-- Challenge A --
Print the passage of the caching text between "Reference Oriented Data" and "generating similar results.", inclusive.
-- Challenge B --
In the caching text, what is given as the example of activity oriented data?

-- Text shown --
Common Caching Scenarios

When thinking about the data in the Enterprise we begin to uncover some very different scenarios that could benefit from caching.  We also quickly realize that caching is not a “one size fits all” proposition because a solution that makes sense in one scenario may not make sense in another.  To get a better understanding of this, lets talk more about the three basic scenarios that caching tends to fall into:

Reference Oriented Data

Reference data is typically written infrequently but frequently read.  This type of data is an ideal candidate for caching.  Most of the time, when we think about caching data, this is the type of data that first comes to mind.  Examples of this could include: A product catalog, a schedule of flights, etc.  Getting this type of data closer to where it is consumed can have huge performance benefits.  It also doesn’t overload database resources with queries that are generating similar results.

Activity Oriented Data

Activity data is written and read by only one user as a result of a specific activity and is no longer needed when the activity is completed.  While this type of data is not what we typically think of as a good candidate for caching, it can yield benefits of scalability if we do find an effective caching strategy.  An example of this type of data would be for a shopping cart.  An appropriate, distributed caching strategy will allow better overall scale for an application because requests can be served easily by load balanced servers that do not require sticky sessions.  To handle this, the caching strategy must be able to handle many of these exclusive collections of data in a distributed way.

Resource Oriented Data

The trickiest of all is what’s know as Resource data. Resource data is typically read and written very frequently by many users simultaneously.  Because of the volatility of this data it is not often thought of as a candidate for caching but can yield big benefits in both performance and scale if an efficient strategy can be found.  An example of this type of data would include: The inventory for an online bookstore, the seats on a flight, the bid data for an online auction, etc.  In all of these examples, although the data is very volatile in a high throughput situation it would be very slow if every request needed to result in a database access.  The challenge for caching this type of data is having a strategy that can be distributed in order to achieve the ability to properly scale along with the necessary concurrency and replication so that the underlying data is consistent across machines.

Current Caching Technologies in .NET

There are existing .NET technologies that can be used to provide caching today.  Some of these are tied to the web tier (e.g. ASP.NET Cache, ASP.NET Session and ASP.NET Application Cache) while some are more generic in their usage (e.g. Enterprise Library’s Caching Application Block).  These are all great caching technologies for smaller applications but they have limitations that prevent them from being used for large Internet scale applications.

-- Listing --
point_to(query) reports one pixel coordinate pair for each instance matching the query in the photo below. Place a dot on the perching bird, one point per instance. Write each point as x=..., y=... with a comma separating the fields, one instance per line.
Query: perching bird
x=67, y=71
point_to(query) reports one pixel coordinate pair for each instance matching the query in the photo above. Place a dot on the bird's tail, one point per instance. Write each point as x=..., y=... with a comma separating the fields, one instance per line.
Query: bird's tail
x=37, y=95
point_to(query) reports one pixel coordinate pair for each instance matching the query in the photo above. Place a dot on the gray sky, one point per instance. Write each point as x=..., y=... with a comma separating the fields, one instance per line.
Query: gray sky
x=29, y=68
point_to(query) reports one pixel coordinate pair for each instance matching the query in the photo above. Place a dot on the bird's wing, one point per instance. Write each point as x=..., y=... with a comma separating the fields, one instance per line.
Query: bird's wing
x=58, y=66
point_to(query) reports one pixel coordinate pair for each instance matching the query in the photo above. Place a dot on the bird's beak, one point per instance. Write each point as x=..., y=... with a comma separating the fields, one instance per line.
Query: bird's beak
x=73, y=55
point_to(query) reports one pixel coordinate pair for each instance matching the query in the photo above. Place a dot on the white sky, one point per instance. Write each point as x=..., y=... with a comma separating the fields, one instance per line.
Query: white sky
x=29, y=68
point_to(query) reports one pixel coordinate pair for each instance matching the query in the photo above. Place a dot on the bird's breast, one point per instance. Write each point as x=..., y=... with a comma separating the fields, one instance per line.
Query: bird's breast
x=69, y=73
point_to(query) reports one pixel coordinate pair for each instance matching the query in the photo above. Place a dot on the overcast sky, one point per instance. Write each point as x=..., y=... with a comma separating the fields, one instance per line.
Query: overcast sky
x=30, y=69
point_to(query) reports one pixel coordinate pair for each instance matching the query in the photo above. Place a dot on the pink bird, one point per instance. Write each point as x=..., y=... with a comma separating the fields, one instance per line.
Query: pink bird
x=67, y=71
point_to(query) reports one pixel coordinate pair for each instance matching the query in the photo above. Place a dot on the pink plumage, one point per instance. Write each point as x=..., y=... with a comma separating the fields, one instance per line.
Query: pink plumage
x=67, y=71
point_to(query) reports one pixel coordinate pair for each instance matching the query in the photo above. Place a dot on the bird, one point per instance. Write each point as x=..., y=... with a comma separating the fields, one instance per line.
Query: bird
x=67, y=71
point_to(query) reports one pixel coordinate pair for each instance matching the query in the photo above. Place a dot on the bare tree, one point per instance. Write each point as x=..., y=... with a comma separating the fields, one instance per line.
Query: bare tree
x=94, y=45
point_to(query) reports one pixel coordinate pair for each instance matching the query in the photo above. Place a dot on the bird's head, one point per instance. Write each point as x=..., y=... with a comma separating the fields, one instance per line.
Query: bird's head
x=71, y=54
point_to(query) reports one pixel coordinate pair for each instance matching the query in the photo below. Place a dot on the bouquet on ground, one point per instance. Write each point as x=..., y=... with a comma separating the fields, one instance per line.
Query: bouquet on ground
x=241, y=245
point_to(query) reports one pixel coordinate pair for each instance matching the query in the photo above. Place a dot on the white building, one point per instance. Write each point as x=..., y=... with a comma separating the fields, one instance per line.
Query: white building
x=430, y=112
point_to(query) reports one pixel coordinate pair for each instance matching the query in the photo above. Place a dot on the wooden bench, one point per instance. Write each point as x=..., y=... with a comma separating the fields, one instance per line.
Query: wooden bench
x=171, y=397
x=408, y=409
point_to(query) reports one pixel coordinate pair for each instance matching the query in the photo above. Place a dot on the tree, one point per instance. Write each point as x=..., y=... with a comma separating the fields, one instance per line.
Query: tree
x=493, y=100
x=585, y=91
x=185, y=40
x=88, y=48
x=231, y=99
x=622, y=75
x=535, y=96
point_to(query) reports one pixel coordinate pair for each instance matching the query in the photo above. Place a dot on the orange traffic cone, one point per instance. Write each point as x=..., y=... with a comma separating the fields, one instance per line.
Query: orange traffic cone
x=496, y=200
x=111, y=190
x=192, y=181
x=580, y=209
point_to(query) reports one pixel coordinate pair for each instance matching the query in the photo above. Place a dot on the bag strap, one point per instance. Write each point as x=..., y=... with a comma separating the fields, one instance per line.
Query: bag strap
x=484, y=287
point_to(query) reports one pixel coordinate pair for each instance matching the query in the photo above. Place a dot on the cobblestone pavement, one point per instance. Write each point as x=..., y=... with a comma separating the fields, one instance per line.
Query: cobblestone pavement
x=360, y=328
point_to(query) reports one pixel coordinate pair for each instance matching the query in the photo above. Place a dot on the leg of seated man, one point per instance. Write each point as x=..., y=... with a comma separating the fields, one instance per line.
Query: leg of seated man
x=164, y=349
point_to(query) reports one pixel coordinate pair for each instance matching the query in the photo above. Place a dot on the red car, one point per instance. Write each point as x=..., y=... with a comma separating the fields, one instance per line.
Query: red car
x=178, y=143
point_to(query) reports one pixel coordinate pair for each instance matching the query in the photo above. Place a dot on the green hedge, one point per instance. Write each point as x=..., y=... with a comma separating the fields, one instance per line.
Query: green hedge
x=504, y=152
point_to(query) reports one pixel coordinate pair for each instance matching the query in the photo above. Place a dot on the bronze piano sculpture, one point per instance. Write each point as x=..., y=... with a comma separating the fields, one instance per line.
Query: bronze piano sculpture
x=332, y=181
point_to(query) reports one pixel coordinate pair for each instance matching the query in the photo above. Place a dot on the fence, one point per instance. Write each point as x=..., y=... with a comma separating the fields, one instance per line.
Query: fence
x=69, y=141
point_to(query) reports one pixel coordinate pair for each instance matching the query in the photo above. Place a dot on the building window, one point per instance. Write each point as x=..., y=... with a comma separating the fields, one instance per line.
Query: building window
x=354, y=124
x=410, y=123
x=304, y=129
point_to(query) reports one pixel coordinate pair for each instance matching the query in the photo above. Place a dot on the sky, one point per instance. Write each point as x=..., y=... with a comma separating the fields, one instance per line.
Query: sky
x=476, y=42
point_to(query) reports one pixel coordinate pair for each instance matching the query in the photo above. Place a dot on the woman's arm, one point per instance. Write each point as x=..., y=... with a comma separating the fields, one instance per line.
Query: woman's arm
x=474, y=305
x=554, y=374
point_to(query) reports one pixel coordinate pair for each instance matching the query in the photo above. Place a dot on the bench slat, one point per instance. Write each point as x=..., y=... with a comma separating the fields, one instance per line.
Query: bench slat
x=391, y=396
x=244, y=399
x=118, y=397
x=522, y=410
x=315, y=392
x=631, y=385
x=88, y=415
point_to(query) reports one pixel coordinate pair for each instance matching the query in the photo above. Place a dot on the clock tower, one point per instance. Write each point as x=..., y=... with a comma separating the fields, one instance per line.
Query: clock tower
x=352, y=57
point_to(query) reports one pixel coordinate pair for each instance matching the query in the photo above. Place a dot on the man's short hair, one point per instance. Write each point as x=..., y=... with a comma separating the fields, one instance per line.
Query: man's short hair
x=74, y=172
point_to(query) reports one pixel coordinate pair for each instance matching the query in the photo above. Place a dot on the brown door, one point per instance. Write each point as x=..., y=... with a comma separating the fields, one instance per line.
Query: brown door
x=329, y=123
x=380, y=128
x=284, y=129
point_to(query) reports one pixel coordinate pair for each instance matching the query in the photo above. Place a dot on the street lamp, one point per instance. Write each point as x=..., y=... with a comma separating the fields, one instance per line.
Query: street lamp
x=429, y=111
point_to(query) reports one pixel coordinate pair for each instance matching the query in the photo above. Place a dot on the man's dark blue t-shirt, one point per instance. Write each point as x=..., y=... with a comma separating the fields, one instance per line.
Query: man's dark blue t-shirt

-- Written reply A --
Reference Oriented Data

Reference data is typically written infrequently but frequently read.  This type of data is an ideal candidate for caching.  Most of the time, when we think about caching data, this is the type of data that first comes to mind.  Examples of this could include: A product catalog, a schedule of flights, etc.  Getting this type of data closer to where it is consumed can have huge performance benefits.  It also doesn’t overload database resources with queries that are generating similar results.

-- Written reply B --
A shopping cart.